_Requirement 1_
According to the Egon Ronay biography, in what year did Ronay open the small tea room called the "Marquee"?
_Requirement 2_
From the Egon Ronay biography, reproduce word for word the passage starting with "Ronay held that" and going on through "Egon was 17.".

_Page excerpt_
+++
Egon Ronay (24 July 1915 – 12 June 2010) was one of the world’s most famous restaurant reviewers, and publisher of a series of restaurant guides that spanned 40 years.
Many of the printed restaurant guides had sponsors, though the sponsors were all unrelated to the hotel and food industry, and Ronay would not accept advertisements from hotels or restaurants. He and his people never accepted free meals or rooms. His inspectors did unannounced visits.
Ronay held that the food revolution in the UK actually got its start in the 1960s, when ordinary people started to have money. Before then, wealthy people thought it was not done to talk about food. Ronay accepted the new word “gastropub”, though he was not particularly keen on it as a word, but he did like what the gastropubs were turning out.
Despite all the fine dining he had done, Ronay professed to prefer above all his wife’s Irish stew, as well as partridge, pheasant and venison.
Early years
Egon Ronay was born circa 1916 (he was 89 in 2005.) His grandfather Nicholas owned a 120 room hotel in Pöstyén, Hungary. His father, Miklos, was a successful restaurateur in Budapest, Hungary, having five restaurants. He brought Egon into meetings about the restaurants when Egon was 17.
Egon studied law at University, but the family lost everything during the Second World War. After the Russian siege of Budapest in December 1944, he sold coffee to try to make some money. He was arrested by the Russians and was about to be sent to Siberia, when a Russian soldier remembered buying coffee from him, and freed him.
Egon escaped Hungary and arrived in England on his own as a refugee on 10 October 1946, around 30 years of age. He would not return to Hungary again until around 1983, for a visit.
Entering the restaurant world
Ronay got a job at the Princes restaurant in Piccadilly owned by a friend of his father, then worked for a while at the Carousel Club in St James’s.
In 1952, on the strength of a borrowed £4,000, he opened a small tea room called the “Marquee” in the Knightsbridge area of London. Fanny Cradock was writing a column at the time for the Daily Telegraph. She came to review the restaurant with her husband Johnny, they loved it, and she gushed about it. Egon was then persuaded by Cradock’s editor at the Daily Telegraph to start his own column, which he wrote weekly for six years.
+++
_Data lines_
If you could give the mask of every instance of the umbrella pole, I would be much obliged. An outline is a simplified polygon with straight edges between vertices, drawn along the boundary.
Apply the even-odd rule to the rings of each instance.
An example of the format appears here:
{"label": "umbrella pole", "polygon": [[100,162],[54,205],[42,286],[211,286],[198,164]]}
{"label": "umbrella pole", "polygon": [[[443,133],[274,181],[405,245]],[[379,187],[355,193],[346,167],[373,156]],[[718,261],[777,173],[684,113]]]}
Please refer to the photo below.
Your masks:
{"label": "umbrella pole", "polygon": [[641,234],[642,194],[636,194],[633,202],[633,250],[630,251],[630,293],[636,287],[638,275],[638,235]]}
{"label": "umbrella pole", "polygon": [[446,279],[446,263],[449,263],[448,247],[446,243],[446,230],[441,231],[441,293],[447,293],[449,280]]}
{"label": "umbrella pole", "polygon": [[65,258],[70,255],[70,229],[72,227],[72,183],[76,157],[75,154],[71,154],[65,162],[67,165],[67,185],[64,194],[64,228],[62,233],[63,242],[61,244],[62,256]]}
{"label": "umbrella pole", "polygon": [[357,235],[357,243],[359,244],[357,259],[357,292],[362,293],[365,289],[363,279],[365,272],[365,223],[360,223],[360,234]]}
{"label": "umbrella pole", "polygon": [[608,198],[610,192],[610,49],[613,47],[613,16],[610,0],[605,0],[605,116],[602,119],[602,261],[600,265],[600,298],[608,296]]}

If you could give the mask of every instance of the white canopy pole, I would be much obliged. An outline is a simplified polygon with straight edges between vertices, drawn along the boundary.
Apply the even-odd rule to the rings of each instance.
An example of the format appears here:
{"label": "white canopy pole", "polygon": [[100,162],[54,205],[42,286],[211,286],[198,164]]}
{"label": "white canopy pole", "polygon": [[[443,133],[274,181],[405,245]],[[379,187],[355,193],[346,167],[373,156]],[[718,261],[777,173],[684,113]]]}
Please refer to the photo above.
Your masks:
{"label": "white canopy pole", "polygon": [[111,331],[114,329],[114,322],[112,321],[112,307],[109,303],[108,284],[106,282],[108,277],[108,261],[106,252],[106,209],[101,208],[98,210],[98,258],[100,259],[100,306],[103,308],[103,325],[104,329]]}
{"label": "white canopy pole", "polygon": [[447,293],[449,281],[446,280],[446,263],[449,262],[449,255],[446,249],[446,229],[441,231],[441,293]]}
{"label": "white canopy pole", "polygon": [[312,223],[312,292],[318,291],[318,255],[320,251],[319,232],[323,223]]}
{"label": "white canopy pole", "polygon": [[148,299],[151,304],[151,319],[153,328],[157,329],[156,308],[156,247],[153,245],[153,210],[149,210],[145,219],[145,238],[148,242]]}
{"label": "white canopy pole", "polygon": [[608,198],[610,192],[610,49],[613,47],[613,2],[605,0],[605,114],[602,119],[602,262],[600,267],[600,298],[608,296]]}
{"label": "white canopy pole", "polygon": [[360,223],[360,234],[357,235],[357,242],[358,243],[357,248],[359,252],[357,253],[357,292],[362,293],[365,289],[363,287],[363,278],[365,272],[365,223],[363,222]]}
+++
_Written response 1_
1952

_Written response 2_
Ronay held that the food revolution in the UK actually got its start in the 1960s, when ordinary people started to have money. Before then, wealthy people thought it was not done to talk about food. Ronay accepted the new word “gastropub”, though he was not particularly keen on it as a word, but he did like what the gastropubs were turning out.
Despite all the fine dining he had done, Ronay professed to prefer above all his wife’s Irish stew, as well as partridge, pheasant and venison.
Early years
Egon Ronay was born circa 1916 (he was 89 in 2005.) His grandfather Nicholas owned a 120 room hotel in Pöstyén, Hungary. His father, Miklos, was a successful restaurateur in Budapest, Hungary, having five restaurants. He brought Egon into meetings about the restaurants when Egon was 17.